Rewrite the lines below with "concrete bench" changed to "stone bench" wherever it appears, leaving everything else as it is and omitting the pictures.

__________

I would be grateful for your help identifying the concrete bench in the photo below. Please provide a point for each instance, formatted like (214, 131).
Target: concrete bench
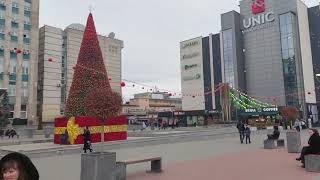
(121, 166)
(271, 143)
(312, 162)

__________

→ **REPLY**
I would be grateful for your help identifying the stone bench in the photo below. Please provide a point for each instance, formatted like (214, 131).
Target: stone bench
(121, 166)
(271, 143)
(312, 162)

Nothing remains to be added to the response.